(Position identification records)
○ ○ ○ ○
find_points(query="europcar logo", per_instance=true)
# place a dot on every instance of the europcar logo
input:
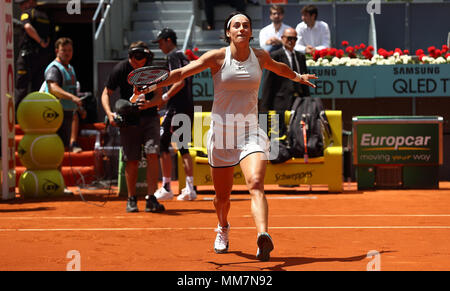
(401, 143)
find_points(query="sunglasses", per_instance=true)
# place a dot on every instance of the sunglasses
(138, 55)
(291, 38)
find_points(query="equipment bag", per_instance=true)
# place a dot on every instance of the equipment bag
(306, 128)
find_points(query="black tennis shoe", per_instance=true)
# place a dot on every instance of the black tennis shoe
(152, 204)
(265, 246)
(132, 204)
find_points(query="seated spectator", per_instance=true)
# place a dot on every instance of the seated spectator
(312, 34)
(270, 35)
(239, 5)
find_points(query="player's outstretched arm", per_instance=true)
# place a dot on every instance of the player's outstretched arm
(284, 70)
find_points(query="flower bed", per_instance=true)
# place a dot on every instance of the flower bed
(362, 55)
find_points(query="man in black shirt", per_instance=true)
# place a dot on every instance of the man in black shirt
(141, 132)
(179, 101)
(34, 54)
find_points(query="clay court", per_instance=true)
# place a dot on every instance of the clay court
(312, 230)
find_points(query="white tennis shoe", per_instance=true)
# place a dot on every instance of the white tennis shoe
(162, 194)
(187, 195)
(221, 243)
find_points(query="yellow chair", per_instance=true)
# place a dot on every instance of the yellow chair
(326, 170)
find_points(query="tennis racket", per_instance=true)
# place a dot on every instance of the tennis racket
(146, 77)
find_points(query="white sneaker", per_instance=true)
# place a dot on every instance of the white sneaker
(221, 244)
(187, 195)
(162, 194)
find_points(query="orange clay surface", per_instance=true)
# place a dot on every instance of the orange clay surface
(311, 230)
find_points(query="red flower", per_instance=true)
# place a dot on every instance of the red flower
(366, 53)
(316, 55)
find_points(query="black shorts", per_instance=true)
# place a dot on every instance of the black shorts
(168, 130)
(140, 139)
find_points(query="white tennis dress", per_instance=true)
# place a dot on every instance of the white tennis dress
(234, 131)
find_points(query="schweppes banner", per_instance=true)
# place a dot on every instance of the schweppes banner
(391, 140)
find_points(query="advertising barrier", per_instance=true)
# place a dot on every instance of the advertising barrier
(397, 151)
(420, 80)
(7, 119)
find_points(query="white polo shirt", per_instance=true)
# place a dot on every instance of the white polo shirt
(317, 36)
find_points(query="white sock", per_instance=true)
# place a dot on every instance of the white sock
(190, 182)
(166, 183)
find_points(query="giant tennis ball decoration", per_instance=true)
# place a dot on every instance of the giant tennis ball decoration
(40, 113)
(41, 152)
(41, 183)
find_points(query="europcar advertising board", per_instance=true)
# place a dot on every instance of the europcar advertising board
(411, 140)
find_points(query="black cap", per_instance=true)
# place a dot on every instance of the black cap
(164, 34)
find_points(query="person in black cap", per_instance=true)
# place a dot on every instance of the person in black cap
(140, 129)
(179, 101)
(34, 53)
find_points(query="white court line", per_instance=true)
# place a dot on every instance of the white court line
(268, 198)
(210, 228)
(273, 215)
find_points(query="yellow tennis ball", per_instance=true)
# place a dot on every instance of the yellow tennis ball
(40, 113)
(41, 183)
(41, 152)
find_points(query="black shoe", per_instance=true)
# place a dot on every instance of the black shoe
(265, 246)
(132, 204)
(152, 204)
○ ○ ○ ○
### Exercise
Copy out all of the material exactly as written, without its pictures.

### Correct response
find_points(query="europcar logo", per_instance=true)
# place a dot on every instance of the europcar logo
input:
(401, 143)
find_points(query="sunglasses", per_instance=true)
# place a dot on every instance of the sunglasses
(138, 55)
(291, 38)
find_points(query="equipment bag", per_instance=true)
# place a dot on every instance of the equipment bag
(306, 128)
find_points(query="black tennis shoe", per_instance=true)
# place a dot on every instance of the black tennis shoe
(152, 204)
(265, 246)
(132, 204)
find_points(query="seated spectator", per_instance=true)
# place a dot on every instance of the seated spectator
(312, 34)
(270, 35)
(239, 5)
find_points(query="player's outstretched arm", per_instance=true)
# place a dot on every instance of the player's outstretched arm
(284, 70)
find_points(query="flower bed", per_instance=true)
# place a dot on every instance of the flower bed
(362, 55)
find_points(query="man in black shirt", per_instance=true)
# place a dot on every instance of the man in black shirt
(141, 132)
(179, 101)
(34, 54)
find_points(query="clay court", per_instance=true)
# place a dot on every instance of the clay court
(312, 230)
find_points(query="white tennis shoe", per_instance=true)
# place a dot on every instance of the white tennis shoe
(162, 194)
(187, 195)
(221, 243)
find_points(query="yellow chair", per_instance=true)
# place a dot on every instance of the yellow chair
(326, 170)
find_points(query="tennis racket", per_instance=true)
# place a dot on every instance of the tennis racket
(146, 77)
find_points(query="white sneaker", per_instance=true)
# place a dot on every instance of the white sneaker
(221, 244)
(187, 195)
(162, 194)
find_points(query="orange clay surface", per_instance=true)
# place a dot on every instance of the orange clay surface
(311, 230)
find_points(query="red flower", per_instance=true)
# place a dot on every instance of the red flower
(366, 53)
(316, 55)
find_points(query="black shorts", per_instance=true)
# place a dot on every instance of the black shorts
(168, 130)
(140, 139)
find_points(query="white tennis dress", per_instance=true)
# place a dot on every instance of the white tennis dress
(234, 131)
find_points(query="schweppes banner", per_instance=true)
# place a dot on every instance of the schweppes banner
(391, 140)
find_points(query="advertising barrier", per_instance=true)
# place a dot on every instance of the advertising barrier
(397, 151)
(420, 80)
(7, 119)
find_points(query="white polo shirt", per_instance=true)
# place a dot on every instance of the white polo shirt
(317, 36)
find_points(query="white sock", per_instance=true)
# place a dot on every instance of the white sock
(190, 182)
(166, 183)
find_points(query="giant tennis ball decoration", per_instance=true)
# place a dot on every instance of the giant tennis ball decoration
(40, 113)
(41, 152)
(41, 183)
find_points(query="europcar advertising board", per_instance=true)
# place a dot on every instance of the europcar advertising board
(411, 140)
find_points(query="black cap", per_instance=true)
# place a dot on every instance of the black cap
(164, 34)
find_points(query="person in black cap", per_instance=true)
# place a dot on every instance of the person in black cap
(140, 129)
(179, 101)
(34, 53)
find_points(query="white court line", per_instance=true)
# place a dot on every instance of the white court line
(268, 198)
(210, 228)
(273, 215)
find_points(query="yellow tennis ball", per_instance=true)
# place a dot on every instance of the yellow tennis ball
(40, 113)
(41, 183)
(41, 152)
find_points(query="black shoe", per_instance=true)
# place a dot on every instance of the black shoe
(265, 246)
(132, 204)
(152, 204)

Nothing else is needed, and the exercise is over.